Reproduce each of the lines word for word.

(Lines of data)
________________________________________

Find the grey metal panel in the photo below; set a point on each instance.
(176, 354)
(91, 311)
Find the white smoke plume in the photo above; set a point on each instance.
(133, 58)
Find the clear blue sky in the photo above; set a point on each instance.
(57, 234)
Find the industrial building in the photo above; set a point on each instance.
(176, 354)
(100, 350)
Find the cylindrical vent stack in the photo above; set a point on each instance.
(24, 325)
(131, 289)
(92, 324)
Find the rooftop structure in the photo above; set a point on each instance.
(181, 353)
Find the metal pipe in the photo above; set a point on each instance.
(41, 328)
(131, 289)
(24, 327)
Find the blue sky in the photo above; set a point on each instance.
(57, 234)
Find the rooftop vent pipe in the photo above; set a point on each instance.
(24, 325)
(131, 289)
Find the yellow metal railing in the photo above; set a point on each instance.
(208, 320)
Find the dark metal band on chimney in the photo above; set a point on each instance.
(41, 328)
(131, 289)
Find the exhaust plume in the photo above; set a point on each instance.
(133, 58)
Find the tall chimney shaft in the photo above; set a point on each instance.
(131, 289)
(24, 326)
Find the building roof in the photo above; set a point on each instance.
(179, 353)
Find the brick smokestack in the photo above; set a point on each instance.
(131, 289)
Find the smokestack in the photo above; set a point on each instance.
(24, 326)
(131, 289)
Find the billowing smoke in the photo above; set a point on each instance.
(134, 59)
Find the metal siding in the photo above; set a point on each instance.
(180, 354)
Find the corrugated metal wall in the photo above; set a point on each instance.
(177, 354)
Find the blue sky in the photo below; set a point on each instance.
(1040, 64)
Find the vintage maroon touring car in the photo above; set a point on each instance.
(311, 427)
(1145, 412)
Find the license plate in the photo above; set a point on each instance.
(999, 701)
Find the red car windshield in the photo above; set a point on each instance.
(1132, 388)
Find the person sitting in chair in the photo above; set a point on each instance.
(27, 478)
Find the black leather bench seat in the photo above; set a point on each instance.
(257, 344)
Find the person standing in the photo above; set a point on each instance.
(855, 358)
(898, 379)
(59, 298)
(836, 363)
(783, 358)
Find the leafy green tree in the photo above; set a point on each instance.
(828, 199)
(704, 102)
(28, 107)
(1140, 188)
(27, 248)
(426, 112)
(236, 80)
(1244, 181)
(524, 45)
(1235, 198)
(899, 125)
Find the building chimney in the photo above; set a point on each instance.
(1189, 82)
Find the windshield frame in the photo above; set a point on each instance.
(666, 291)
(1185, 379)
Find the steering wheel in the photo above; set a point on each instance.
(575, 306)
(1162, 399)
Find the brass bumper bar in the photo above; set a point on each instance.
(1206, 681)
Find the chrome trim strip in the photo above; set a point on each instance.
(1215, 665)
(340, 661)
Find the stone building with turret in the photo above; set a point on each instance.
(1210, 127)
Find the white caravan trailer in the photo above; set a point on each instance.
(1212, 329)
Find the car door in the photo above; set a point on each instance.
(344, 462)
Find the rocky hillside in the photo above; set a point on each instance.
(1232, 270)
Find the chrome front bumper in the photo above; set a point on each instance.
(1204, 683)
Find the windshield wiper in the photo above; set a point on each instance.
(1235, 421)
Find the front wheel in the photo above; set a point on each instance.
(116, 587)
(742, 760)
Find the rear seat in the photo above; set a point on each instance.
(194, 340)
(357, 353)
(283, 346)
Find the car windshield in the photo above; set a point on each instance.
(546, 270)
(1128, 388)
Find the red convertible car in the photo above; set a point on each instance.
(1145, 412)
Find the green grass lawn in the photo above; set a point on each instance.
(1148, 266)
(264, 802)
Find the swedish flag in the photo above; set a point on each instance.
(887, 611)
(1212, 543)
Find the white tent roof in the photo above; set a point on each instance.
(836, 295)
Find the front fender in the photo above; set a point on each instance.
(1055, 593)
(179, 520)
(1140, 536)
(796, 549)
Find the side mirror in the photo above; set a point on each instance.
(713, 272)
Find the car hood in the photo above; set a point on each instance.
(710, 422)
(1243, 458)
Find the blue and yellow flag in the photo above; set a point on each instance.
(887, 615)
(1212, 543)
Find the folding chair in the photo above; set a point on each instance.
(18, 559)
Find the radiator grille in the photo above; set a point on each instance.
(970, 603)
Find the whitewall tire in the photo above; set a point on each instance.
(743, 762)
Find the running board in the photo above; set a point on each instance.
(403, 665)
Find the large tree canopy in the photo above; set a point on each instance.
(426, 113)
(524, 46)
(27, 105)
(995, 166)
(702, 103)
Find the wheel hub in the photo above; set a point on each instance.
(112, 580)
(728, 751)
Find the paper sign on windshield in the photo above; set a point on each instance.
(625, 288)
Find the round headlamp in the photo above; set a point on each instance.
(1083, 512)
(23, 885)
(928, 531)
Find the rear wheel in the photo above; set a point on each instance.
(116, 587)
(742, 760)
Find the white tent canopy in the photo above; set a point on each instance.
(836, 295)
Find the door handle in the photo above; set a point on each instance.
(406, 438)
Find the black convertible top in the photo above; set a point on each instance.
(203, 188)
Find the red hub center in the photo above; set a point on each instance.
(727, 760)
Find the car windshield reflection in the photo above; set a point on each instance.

________________________________________

• [Answer to this task]
Find the grey metal panel in the photo below; set a point on each instance.
(176, 354)
(91, 311)
Find the white smoke plume in the photo above; set a point on each instance.
(133, 58)
Find the clear blue sky in the photo above; set a point on each instance.
(57, 234)
Find the industrial building in the photo above; set a point on each instance.
(176, 354)
(100, 350)
Find the cylindrical vent stack in the photo above; set a point on each instance.
(24, 325)
(131, 289)
(92, 324)
Find the rooftop structure in the photo above; set a point on each instance.
(181, 353)
Find the metal pipe in the photo above; set a point on each instance.
(41, 328)
(131, 289)
(24, 327)
Find the blue sky in the photo above; set a point on each instance.
(57, 234)
Find the rooftop vent pipe in the photo above; set a point on each instance.
(24, 325)
(131, 289)
Find the yellow metal railing in the photo above; set a point on each instance.
(208, 320)
Find the dark metal band on chimney in the photo above; set a point on each instance.
(41, 328)
(131, 289)
Find the exhaust plume in the photo above; set a point on each instance.
(133, 58)
Find the tall chimney shaft in the photo above; set a point on each instance.
(131, 289)
(24, 326)
Find the building roof in the photo above; set a point on each instance.
(179, 353)
Find the brick smokestack in the photo above; set a point on each instance.
(131, 289)
Find the smokestack in the photo above; set a point on each instance.
(24, 326)
(131, 289)
Find the billowing smoke in the photo above; set a point on each instance.
(134, 59)
Find the metal siding in the photo above; set a point on each instance.
(180, 354)
Find the corrugated metal wall in the photo above; set a point on each instance.
(177, 354)
Find the blue sky in the photo below; set a point on each instance.
(1040, 64)
Find the vintage maroon touring car in the photo above; set a point on each instance.
(311, 427)
(1145, 412)
Find the license plate in the photo above; set a point on each instance.
(999, 701)
Find the red car windshield in the photo above; set a point on each instance.
(1132, 388)
Find the person sitting in chair in the photo above; set a point on each instance.
(27, 478)
Find the black leather bench seat in the photo above; set a point on each instance.
(257, 344)
Find the person standing in the photo above; set a point on each instance.
(855, 358)
(898, 379)
(59, 298)
(836, 363)
(783, 358)
Find the leafy green tree in the photo above; set a point on each instance.
(828, 199)
(704, 102)
(28, 107)
(1140, 188)
(27, 248)
(426, 112)
(236, 80)
(1244, 181)
(524, 45)
(1235, 198)
(899, 125)
Find the building chimney in the photo above; set a point on each instance.
(1189, 82)
Find the windshield frame in the photo above; set a point on each instance.
(666, 291)
(1185, 379)
Find the steering wheel in the photo above; set a point on each instance.
(575, 306)
(1162, 399)
Find the brass bumper bar in the photo above; set a point on each instance.
(1206, 681)
Find the chrome trim strip in the photo above; set a point on each instance.
(1215, 665)
(340, 661)
Find the stone building with turret in the photo above; set a point on each instance.
(1210, 127)
Find the white caravan trailer in the photo above; set a point on each instance.
(1212, 329)
Find the car door in the photo above; set a point on each instance.
(344, 462)
Find the rocky hillside in the photo above; set a point on each instance.
(1232, 270)
Find the chrome front bumper in the photo above; set a point on each instance.
(1204, 683)
Find the windshield wiper in the photo above; set a point on each instance.
(1235, 421)
Find the front wheel in the photo above; set a point on each instance.
(116, 587)
(742, 760)
Find the rear seat in the photo above; set a point on each instance.
(194, 340)
(357, 353)
(283, 346)
Find the car windshield in the photo above; set a point on each instance.
(546, 270)
(1128, 388)
Find the red convertible car in the photo above; set a point on each instance.
(1145, 412)
Find the green grass lawn in the photo above; set a point on each instance.
(1148, 266)
(264, 802)
Find the swedish flag in the photo above; set a point on each instance.
(887, 611)
(1212, 543)
Find the white tent roof in the photo above; set a point on each instance.
(836, 295)
Find the front fender in the photo above; set a point on each instance.
(1055, 593)
(179, 520)
(1140, 536)
(796, 549)
Find the side mirror in the photo above; set a point on each instance.
(713, 272)
Find the car hood in the photo above; set a point on each instance.
(710, 422)
(1243, 458)
Find the blue and yellow flag in the photo above; set a point on each instance.
(887, 615)
(1212, 543)
Find the folding chair in the photo above; set a point on each instance.
(18, 559)
Find the radiator grille in the photo above; set a point on each instance.
(970, 603)
Find the whitewall tire in the photo above; set a point on each instance.
(743, 762)
Find the running board in the photo above; set a point on each instance.
(403, 665)
Find the large tree canopy in the photo above; set a point on each instance.
(426, 113)
(524, 46)
(27, 105)
(995, 166)
(702, 103)
Find the wheel hub in the photo above; set a point on each instance.
(112, 580)
(728, 751)
Find the paper sign on windshield in the photo above; set a point on each instance.
(625, 288)
Find the round headlamp in the photo above; set a point on each instance.
(1083, 512)
(23, 885)
(928, 531)
Find the rear wheel in the photo above; set a point on each instance.
(116, 587)
(742, 760)
Find the white tent canopy in the photo above; set a point on each instance.
(836, 295)
Find the door handle in the photo above; set a point on each instance.
(406, 438)
Find the black convertible top in the photo above; set a point on each instance.
(203, 188)
Find the red hub center in the photo above; set a point on each instance.
(727, 760)
Find the car windshield reflection in the photo above; set a point on each instance.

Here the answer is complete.